___ DATA FOR PROCESSING
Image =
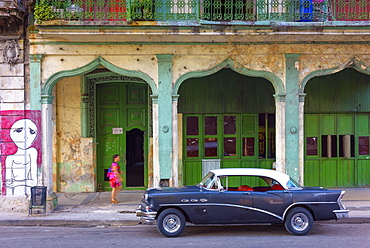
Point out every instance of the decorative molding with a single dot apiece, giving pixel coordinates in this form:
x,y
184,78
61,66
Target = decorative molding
x,y
89,97
355,63
51,81
11,52
279,97
239,68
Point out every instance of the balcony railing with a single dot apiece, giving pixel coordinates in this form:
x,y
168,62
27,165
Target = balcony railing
x,y
210,10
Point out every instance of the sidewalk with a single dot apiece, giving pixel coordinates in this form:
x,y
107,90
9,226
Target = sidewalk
x,y
95,209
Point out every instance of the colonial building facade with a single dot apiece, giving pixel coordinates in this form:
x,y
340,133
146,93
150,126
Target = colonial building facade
x,y
180,87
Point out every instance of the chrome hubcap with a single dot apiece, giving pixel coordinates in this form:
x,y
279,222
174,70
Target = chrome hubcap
x,y
171,223
299,221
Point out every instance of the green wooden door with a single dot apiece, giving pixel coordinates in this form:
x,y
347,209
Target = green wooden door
x,y
234,140
336,150
122,129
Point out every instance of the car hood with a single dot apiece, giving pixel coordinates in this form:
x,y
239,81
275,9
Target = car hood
x,y
192,188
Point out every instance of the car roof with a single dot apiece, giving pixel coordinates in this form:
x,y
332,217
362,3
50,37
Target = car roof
x,y
282,178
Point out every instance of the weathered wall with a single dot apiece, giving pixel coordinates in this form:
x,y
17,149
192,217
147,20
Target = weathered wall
x,y
189,58
73,154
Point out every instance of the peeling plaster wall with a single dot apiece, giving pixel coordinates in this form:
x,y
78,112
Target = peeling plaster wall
x,y
188,58
73,154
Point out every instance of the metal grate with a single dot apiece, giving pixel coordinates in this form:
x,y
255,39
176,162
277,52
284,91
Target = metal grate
x,y
213,10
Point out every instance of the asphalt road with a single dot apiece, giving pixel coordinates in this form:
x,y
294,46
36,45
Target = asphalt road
x,y
322,235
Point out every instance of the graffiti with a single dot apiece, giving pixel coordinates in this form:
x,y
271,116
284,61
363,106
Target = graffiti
x,y
20,149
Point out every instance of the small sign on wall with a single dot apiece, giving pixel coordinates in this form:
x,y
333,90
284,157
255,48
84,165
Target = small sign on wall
x,y
117,130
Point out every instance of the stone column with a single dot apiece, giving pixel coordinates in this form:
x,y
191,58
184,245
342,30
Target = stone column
x,y
175,142
165,117
293,130
35,81
47,150
280,131
156,169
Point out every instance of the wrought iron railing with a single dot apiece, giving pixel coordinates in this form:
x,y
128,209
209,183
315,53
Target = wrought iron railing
x,y
210,10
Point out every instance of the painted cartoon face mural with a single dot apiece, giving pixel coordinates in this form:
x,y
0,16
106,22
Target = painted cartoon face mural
x,y
21,147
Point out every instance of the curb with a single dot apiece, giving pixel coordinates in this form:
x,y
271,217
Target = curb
x,y
118,223
70,223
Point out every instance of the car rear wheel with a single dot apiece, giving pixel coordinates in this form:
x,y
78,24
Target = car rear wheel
x,y
298,221
171,222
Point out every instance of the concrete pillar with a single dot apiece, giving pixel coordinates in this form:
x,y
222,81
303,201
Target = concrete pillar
x,y
280,131
165,117
292,117
156,175
47,150
175,142
35,81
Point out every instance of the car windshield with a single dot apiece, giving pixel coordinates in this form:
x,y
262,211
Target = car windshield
x,y
292,184
208,180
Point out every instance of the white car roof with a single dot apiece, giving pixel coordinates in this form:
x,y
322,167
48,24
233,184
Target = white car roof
x,y
282,178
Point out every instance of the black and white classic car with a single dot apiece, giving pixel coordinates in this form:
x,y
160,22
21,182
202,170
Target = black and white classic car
x,y
240,196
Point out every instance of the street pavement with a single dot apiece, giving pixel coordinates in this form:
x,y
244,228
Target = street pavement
x,y
95,209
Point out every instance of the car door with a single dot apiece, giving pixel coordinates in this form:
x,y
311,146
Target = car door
x,y
231,207
269,206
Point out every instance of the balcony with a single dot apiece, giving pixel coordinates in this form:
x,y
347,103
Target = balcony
x,y
12,13
239,12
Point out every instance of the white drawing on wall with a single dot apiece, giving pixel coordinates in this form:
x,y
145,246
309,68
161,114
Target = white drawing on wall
x,y
21,167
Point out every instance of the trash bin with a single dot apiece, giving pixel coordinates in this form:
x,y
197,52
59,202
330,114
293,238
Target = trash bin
x,y
38,199
305,10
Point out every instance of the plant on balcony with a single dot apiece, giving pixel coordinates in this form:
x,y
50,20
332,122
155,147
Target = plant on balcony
x,y
43,11
141,10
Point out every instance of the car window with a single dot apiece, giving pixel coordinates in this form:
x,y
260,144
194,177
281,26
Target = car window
x,y
233,182
292,184
209,181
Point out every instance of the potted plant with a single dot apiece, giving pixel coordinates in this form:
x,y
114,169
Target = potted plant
x,y
43,11
141,10
59,7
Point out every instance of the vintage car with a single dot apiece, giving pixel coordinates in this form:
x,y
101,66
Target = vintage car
x,y
240,196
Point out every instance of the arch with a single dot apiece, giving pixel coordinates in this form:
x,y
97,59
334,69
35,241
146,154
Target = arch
x,y
51,81
354,63
229,63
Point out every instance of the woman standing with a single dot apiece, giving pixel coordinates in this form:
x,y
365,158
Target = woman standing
x,y
115,178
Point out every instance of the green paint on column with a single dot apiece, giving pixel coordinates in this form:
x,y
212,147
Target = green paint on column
x,y
165,114
292,116
35,81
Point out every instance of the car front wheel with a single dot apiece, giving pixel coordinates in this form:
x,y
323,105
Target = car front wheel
x,y
299,221
171,222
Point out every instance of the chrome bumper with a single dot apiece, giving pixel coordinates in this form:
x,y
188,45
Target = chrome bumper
x,y
341,213
146,217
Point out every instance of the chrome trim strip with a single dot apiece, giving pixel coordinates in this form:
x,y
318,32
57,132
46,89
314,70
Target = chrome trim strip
x,y
304,203
226,205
______
**STATED TASK:** Every line of the data should be copied as it stands, without the images.

**ANSWER TO THIS EXERCISE:**
Image =
Point out every instance of the decorative molding with a single dot apiece, giving pixel coordinates in this form:
x,y
184,78
61,66
Target = decorative molding
x,y
89,97
355,63
51,81
11,52
279,97
239,68
Point out every instance of the balcony railing with a single dot apiece, giving pixel coordinates in this form:
x,y
168,62
27,165
Target = balcony railing
x,y
210,10
Point out every instance of the sidewalk with a single dot apiece, giving pixel coordinates in this form:
x,y
107,90
9,226
Target = sidewalk
x,y
95,209
Point out every instance of the colonial building facade with a single dot apiece, giving pixel coordinates in this form:
x,y
340,133
146,93
150,126
Target = colonial building facade
x,y
180,87
Point out every instance of the chrome hubcap with a single dot apiece, giving pixel coordinates in this form:
x,y
279,222
174,70
Target = chrome hubcap
x,y
171,223
299,221
Point out every instance of the green wooden door with a single dot apiece, giving pixel coordinates in this form:
x,y
347,209
Target = green wooden door
x,y
234,140
336,150
122,129
Point out every instance of the car hood with a single dot apiece, giving pixel coordinates in this form:
x,y
239,81
275,9
Target = car hood
x,y
192,188
Point out every instance of the car roof with a single dot apiece, giving pixel coordinates in this form:
x,y
332,217
362,3
50,37
Target = car roof
x,y
282,178
Point out every instance of the weathered wall with a single dot apiece, giving pixel coordinates in this form:
x,y
17,149
192,217
147,20
Target = weathered wall
x,y
189,58
73,154
Point out every instance of the peeling plaster wall with a single dot apiece, giving pixel coordinates in this form:
x,y
78,112
Target = peeling plaster wall
x,y
188,58
73,154
Point out every instance of the metal grate with a single dot apiece, giving pixel coordinates in this form:
x,y
255,39
176,162
277,52
284,91
Target = metal grate
x,y
213,10
Point out every instance of the asphalt road with a single dot apiece, giving pixel coordinates in this form:
x,y
294,46
36,45
Target = asphalt road
x,y
322,235
Point out every instance of the graffiti with a single dot apiece, giving pixel coordinates in this form:
x,y
271,116
284,61
363,106
Target = graffiti
x,y
20,149
Point out every instance of the small sign on wall with a single dot apiece, giving pixel coordinates in this form:
x,y
333,90
284,157
255,48
84,165
Target = small sign on wall
x,y
117,130
Point out every instance of the stone column with a single dot apiece, giving pixel coordinates in this form:
x,y
191,58
184,245
342,30
Target = stone column
x,y
175,142
165,117
293,130
35,81
47,150
280,131
156,169
Point out every instance of the wrought iron railing with a single dot apiece, giving pixel coordinates in this form:
x,y
128,209
209,183
315,53
Target = wrought iron railing
x,y
210,10
Point out every instance of the painted cartoon face mural with a single dot apiece, giving pixel coordinates in this form:
x,y
0,16
106,22
Target = painted cartoon face mural
x,y
21,147
Point out every instance of the curb with a single dot apiece, giving pixel coordinates in this form:
x,y
271,217
Target = curb
x,y
118,223
70,223
Point out every instance of the car rear wheel with a single dot apiece, giving pixel coordinates in this form:
x,y
78,24
Target = car rear wheel
x,y
298,221
171,222
Point out every instance of the concrete pillar with a single dot apiece, giving pixel coordinates in this form:
x,y
222,81
303,201
Target = concrete pillar
x,y
280,131
165,117
292,117
156,175
47,150
175,142
35,81
Point out every instance of the car windshield with a single dot apiece, giving pixel coordinates in this form:
x,y
262,211
Target = car windshield
x,y
292,184
208,180
Point out every instance of the white car roof with a single dot apiece, giving pixel coordinates in this form:
x,y
322,167
48,24
233,184
Target = white car roof
x,y
282,178
Point out every instance of the black and white classic car with a single dot apiece, giving pixel coordinates in this form:
x,y
160,22
21,182
202,170
Target = black and white classic car
x,y
240,196
Point out every instance of the street pavement with a single dot apiece, giving pixel coordinates in this form:
x,y
244,228
Target = street pavement
x,y
95,209
Point out every instance of the car door with a single dot apiece, giving pixel coordinates in this form:
x,y
311,146
Target = car door
x,y
231,207
269,206
Point out every instance of the balcony with a single dot apiece, giving pixel coordinates in this form:
x,y
347,103
Target = balcony
x,y
12,13
239,12
Point out every instance of the white drawing on wall with a single dot apiece, giving pixel coordinates in this form:
x,y
145,246
309,68
161,114
Target = white drawing on wall
x,y
21,167
Point out every instance of the trash bin with a single dot apiece, giving pixel coordinates in this form:
x,y
197,52
59,202
330,114
293,238
Target = trash bin
x,y
38,199
305,10
Point out every instance of the plant on balcony with a single dot apiece, giving pixel coordinates in this form:
x,y
50,20
332,122
155,147
Target = plant on balcony
x,y
43,11
141,10
Point out every instance of the car window with a single dot apiece, giving pixel coordinates in this form:
x,y
260,144
194,177
281,26
Target = car window
x,y
233,182
292,184
209,181
Point out every instance of the potted plant with a single dot apiece, giving pixel coordinates in this form:
x,y
114,169
Target = potted plant
x,y
43,11
141,10
59,7
Point out every instance of the vintage car with a single dot apiece, giving pixel coordinates in this form:
x,y
101,66
Target = vintage car
x,y
240,196
Point out every instance of the arch with a single dot apiece, giving pixel coordinates in this form:
x,y
97,59
334,69
35,241
146,154
Target = arch
x,y
51,81
354,63
229,63
Point out every instance of the woman standing with a single dot apiece, giving pixel coordinates in this form:
x,y
365,158
Target = woman standing
x,y
115,178
Point out every instance of the green paint on column with a single dot apiece, giving pixel coordinates in this form:
x,y
212,147
Target = green paint on column
x,y
165,114
292,116
35,81
Point out every instance of the car front wheel with a single dot apiece, giving pixel coordinates in this form:
x,y
323,105
Target = car front wheel
x,y
299,221
171,222
Point out every instance of the chrome bumper with a single dot apiece, giving pixel coordinates in this form:
x,y
188,45
Target = chrome bumper
x,y
341,213
146,217
Point out every instance of the chrome trim strip with a single dot apiece, giving pixel coordinates in this form:
x,y
318,32
57,132
46,89
314,70
Target = chrome trim strip
x,y
304,203
226,205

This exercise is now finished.